[Begin Rows]

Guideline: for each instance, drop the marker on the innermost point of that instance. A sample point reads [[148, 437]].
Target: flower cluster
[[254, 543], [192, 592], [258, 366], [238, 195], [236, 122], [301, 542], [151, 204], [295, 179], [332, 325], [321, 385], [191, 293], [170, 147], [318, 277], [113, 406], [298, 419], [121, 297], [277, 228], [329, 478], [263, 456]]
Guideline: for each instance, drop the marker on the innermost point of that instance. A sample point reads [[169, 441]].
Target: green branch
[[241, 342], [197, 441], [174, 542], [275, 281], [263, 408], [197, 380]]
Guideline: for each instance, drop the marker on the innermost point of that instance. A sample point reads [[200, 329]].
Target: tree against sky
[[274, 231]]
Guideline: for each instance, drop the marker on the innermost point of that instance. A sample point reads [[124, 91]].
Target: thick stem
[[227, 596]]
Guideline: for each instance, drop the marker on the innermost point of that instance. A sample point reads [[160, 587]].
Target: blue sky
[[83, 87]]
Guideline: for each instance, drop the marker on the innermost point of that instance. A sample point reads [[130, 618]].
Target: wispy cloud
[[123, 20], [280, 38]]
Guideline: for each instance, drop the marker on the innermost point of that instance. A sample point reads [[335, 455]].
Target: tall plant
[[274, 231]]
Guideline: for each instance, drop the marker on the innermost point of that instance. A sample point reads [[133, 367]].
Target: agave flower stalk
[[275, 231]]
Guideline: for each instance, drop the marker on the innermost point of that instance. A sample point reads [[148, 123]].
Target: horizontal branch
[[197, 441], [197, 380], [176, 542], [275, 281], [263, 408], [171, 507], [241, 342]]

[End Rows]

Recast all of the lines above as a JSON list of strings, with one string per line and no blank lines.

▸ Exercise answer:
[
  "Guideline: for each instance, drop the marker on the innermost point of that instance. A sample point reads [[148, 437]].",
  "Target: flower cluster",
  "[[254, 543], [192, 592], [258, 366], [238, 195], [236, 122], [301, 542], [151, 204], [295, 179], [332, 325], [321, 385], [191, 293], [170, 147], [318, 277], [113, 406], [298, 419], [121, 297], [277, 228], [329, 478], [263, 456]]",
  "Guideline: for each instance, drop the marker on the innermost point of that instance. A sample point reads [[169, 441]].",
  "Target: green branch",
  "[[241, 342], [197, 441], [174, 542], [275, 281], [263, 408], [197, 380]]",
  "Guideline: for each instance, drop the marker on the innermost point of that instance. A sample point reads [[200, 329]].",
  "Target: tree against sky",
  "[[274, 231]]",
  "Guideline: for each instance, drop the marker on the innermost point of that instance. A sample point reads [[124, 91]].",
  "Target: thick stem",
  "[[227, 596]]",
  "Guideline: for each instance, drop the marker on the innermost point of that instance. A sample point reads [[160, 587]].",
  "Target: blue sky",
  "[[83, 87]]",
  "Guideline: for each instance, drop the marker on the innermost point of that instance. A sample point reads [[130, 618]].",
  "Target: wispy cloud",
  "[[123, 20], [280, 38]]",
  "Guideline: for each instance, drop the marker on the innermost point of that instance. A sample point reads [[335, 455]].",
  "Target: tall plant",
  "[[274, 231]]",
  "Guideline: for each instance, drop the marker on the innermost point of that instance. A sample point reads [[133, 367]].",
  "Target: agave flower stalk",
  "[[275, 231]]",
  "Guideline: for each instance, drop the marker on the innermost point of that instance. A sample point reads [[148, 123]].",
  "Target: horizontal branch",
  "[[197, 441], [197, 380], [176, 542], [275, 281], [263, 408], [171, 507], [241, 342]]"
]